## To be done
Can you convert the stretch of the entries from the line containing "Please locate the roof" through the end of the entries into a JSON list of strings, with one string per line and blank lines left out?

## Entries shown
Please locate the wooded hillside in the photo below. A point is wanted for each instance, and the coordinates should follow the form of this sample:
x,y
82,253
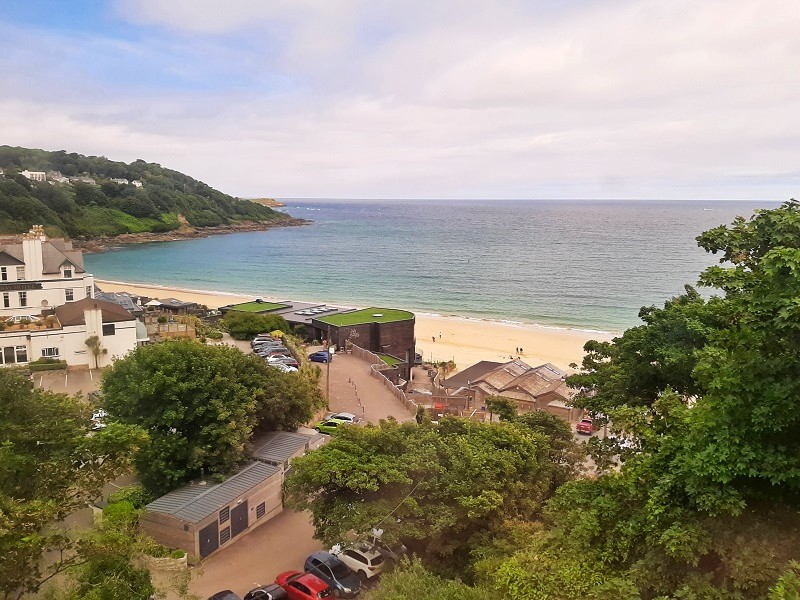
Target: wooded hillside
x,y
165,201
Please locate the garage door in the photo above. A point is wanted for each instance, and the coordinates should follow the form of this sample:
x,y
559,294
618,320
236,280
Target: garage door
x,y
239,519
209,539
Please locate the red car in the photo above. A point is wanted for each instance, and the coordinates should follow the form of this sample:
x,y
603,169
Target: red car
x,y
303,586
585,426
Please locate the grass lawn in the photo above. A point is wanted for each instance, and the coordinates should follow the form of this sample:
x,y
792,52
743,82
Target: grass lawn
x,y
258,306
367,315
390,360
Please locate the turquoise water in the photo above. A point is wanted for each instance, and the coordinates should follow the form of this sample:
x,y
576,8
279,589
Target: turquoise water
x,y
581,264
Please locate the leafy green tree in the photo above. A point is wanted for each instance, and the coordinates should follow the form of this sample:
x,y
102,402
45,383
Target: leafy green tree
x,y
200,405
440,488
49,467
246,325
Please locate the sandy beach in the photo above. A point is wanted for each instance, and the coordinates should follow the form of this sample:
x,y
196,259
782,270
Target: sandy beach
x,y
465,341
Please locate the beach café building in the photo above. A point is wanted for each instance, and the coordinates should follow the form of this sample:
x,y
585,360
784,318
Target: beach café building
x,y
203,518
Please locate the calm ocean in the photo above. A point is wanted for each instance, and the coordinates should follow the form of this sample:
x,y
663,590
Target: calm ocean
x,y
580,264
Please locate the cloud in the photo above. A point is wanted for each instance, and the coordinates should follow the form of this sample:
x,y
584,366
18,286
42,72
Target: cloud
x,y
418,99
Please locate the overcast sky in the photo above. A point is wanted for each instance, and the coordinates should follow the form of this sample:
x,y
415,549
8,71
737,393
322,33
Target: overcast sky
x,y
418,99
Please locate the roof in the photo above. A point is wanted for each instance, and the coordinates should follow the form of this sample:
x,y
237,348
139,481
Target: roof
x,y
175,303
470,374
367,315
520,381
258,306
193,503
55,252
279,446
71,313
124,300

## Written reply
[
  "Please locate the roof in the photo above. A point is wanted for each instance, and the coordinates should follow the form of this sample:",
  "x,y",
  "237,348",
  "139,481",
  "Target: roof",
  "x,y",
  "175,303",
  "470,374",
  "367,315",
  "520,381",
  "258,306",
  "193,503",
  "55,252",
  "279,446",
  "71,313",
  "124,300"
]